### TASK TO CARRY OUT
From the line containing "the fireplace in" down to the last line of the records below, copy every line exactly. Leave out everything before it.

[Start EXTRACTED DATA]

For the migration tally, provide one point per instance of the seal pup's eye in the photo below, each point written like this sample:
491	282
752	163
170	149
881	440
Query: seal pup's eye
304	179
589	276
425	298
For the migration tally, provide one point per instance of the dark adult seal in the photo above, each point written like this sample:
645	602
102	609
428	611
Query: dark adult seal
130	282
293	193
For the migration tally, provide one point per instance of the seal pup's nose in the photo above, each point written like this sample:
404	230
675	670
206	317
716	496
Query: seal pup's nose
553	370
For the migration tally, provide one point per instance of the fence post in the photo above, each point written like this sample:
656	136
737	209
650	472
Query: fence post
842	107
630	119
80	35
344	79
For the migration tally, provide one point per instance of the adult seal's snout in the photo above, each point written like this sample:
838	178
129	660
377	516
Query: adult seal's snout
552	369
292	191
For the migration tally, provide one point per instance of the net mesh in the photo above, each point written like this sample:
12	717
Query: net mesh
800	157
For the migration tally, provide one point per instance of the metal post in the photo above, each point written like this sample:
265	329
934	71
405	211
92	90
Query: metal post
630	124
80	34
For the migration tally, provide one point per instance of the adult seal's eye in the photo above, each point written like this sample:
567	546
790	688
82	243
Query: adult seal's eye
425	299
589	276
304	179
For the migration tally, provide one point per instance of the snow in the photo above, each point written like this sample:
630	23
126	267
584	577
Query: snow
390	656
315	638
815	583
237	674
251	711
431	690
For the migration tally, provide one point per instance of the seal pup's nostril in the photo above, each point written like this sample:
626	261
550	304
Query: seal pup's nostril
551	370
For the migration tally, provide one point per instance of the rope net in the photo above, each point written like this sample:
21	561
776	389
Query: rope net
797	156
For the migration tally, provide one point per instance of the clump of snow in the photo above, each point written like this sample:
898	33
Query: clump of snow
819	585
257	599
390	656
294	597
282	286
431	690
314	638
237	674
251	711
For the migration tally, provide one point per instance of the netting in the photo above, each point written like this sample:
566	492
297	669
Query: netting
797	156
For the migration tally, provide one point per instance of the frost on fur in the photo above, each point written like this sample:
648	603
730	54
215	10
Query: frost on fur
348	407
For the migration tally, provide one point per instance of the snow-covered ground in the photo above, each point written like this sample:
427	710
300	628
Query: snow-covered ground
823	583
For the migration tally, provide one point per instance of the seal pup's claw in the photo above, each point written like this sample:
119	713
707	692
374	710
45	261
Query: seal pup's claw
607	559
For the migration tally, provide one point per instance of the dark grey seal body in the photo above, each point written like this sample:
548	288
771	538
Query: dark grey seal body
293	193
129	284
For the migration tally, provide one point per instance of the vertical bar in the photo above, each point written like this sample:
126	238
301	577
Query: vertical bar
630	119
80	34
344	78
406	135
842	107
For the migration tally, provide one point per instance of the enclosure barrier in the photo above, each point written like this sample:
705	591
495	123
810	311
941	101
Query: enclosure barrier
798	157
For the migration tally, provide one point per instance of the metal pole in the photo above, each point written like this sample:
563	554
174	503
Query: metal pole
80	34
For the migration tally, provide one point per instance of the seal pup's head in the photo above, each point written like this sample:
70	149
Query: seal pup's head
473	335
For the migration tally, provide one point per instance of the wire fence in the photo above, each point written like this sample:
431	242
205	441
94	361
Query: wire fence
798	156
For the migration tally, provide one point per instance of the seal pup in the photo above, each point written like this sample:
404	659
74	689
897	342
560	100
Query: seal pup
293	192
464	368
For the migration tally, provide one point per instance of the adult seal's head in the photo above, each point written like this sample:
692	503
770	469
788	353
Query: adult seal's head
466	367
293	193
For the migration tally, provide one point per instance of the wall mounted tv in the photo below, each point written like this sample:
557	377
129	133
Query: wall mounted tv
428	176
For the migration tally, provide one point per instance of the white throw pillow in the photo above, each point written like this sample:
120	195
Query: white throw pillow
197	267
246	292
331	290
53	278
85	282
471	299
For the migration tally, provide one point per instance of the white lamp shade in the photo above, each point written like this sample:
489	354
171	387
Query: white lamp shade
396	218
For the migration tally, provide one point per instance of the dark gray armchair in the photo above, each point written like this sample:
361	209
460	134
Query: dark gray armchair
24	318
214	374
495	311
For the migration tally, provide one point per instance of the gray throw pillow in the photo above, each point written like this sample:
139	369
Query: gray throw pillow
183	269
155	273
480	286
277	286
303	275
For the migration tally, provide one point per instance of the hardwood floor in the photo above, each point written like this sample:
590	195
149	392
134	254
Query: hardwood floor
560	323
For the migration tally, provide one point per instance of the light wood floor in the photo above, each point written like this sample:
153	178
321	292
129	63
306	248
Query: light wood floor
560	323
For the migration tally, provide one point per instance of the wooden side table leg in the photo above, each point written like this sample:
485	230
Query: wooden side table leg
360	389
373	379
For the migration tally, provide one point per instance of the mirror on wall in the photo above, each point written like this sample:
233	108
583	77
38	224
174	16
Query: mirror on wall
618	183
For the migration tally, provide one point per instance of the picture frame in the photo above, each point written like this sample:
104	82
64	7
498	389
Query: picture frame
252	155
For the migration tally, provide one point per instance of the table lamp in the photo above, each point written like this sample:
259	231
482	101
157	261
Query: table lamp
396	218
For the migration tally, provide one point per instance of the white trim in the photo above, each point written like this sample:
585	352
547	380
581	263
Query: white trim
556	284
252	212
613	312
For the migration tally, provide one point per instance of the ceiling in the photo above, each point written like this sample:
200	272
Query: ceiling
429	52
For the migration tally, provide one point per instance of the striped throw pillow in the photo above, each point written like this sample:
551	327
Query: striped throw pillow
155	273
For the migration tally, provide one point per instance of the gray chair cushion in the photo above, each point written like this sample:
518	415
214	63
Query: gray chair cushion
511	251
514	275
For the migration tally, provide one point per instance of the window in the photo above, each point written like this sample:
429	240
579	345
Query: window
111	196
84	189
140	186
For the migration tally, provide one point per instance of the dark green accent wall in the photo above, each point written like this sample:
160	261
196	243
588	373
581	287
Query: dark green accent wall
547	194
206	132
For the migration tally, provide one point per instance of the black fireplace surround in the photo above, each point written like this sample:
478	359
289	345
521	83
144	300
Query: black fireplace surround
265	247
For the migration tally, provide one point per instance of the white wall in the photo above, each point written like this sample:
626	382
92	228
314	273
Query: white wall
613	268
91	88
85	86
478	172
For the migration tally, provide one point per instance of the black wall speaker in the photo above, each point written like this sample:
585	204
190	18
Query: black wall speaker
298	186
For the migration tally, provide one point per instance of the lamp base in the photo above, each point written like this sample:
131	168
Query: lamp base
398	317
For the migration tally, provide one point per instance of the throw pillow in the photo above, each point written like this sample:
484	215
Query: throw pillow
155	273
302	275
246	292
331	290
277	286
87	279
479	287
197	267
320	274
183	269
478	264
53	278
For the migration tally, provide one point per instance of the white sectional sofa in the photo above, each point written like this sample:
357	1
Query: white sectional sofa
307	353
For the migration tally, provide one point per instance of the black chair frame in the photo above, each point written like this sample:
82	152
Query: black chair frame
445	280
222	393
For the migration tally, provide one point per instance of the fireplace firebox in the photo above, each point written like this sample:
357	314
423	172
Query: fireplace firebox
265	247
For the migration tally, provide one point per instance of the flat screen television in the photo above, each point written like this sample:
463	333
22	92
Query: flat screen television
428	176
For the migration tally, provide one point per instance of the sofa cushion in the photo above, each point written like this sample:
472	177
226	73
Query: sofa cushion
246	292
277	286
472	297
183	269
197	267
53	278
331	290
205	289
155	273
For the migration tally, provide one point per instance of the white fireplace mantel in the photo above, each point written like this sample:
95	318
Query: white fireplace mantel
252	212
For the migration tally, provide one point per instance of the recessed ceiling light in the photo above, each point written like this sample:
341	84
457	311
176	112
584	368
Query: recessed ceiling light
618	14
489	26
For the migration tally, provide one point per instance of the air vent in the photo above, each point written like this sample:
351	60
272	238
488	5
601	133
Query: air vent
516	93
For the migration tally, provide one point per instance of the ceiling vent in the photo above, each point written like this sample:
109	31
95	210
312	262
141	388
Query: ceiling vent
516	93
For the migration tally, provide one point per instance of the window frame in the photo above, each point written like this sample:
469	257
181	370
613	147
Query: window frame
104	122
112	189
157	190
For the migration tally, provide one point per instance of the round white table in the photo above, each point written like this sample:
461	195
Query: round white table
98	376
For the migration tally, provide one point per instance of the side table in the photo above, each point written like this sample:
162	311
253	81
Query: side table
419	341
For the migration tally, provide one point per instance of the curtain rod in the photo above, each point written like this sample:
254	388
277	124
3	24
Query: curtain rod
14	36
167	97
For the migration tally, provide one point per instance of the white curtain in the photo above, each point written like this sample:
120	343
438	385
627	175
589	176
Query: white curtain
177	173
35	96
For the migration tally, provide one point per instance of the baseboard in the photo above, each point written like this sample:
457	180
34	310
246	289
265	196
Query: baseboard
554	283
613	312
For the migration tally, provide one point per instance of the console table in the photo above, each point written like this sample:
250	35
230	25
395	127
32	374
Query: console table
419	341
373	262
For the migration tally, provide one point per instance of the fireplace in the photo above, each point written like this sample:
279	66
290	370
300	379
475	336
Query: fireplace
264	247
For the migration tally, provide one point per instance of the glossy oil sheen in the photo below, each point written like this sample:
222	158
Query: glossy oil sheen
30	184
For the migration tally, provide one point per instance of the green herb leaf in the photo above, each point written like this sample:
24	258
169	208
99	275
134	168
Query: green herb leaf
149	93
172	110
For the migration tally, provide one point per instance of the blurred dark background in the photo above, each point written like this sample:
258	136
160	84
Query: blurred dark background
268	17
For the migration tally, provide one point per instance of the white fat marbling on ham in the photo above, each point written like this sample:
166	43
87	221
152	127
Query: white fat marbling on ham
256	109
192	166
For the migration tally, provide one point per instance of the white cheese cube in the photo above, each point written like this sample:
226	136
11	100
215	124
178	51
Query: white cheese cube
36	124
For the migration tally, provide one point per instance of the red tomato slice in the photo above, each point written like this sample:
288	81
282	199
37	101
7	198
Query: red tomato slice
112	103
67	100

[End EXTRACTED DATA]

### RIGHT ANSWER
For the migration tally, provide one point per instance of the fireplace in the photo above, each point written like this sample:
279	66
290	370
300	379
475	336
Query: fireplace
264	247
For the migration tally, provide one point per instance of the glossy oil sheen in the photo below, each point written like this sample:
222	158
Query: glossy oil sheen
30	184
For the migration tally, provide one point per instance of the green herb leaf in the photo above, each point written like this sample:
24	258
169	208
99	275
134	168
Query: green herb leaf
149	93
172	110
For the migration tally, provide one point per instance of the blurred dark background in the photo above, each point written like this sample:
258	136
160	84
Query: blurred dark background
268	17
For the migration tally, provide one point per instance of the white fat marbling on ham in the photo above, each point written like this sample:
166	43
87	221
152	127
Query: white fat marbling on ham
256	109
192	166
For the migration tally, provide one point per instance of the white cheese cube in the photo above, each point written like this sample:
226	136
11	100
215	124
178	51
Query: white cheese cube
36	124
For the migration tally, provide one point per instance of the red tomato slice in the photo above, each point written like this sample:
288	81
282	199
37	101
7	198
Query: red tomato slice
112	103
67	100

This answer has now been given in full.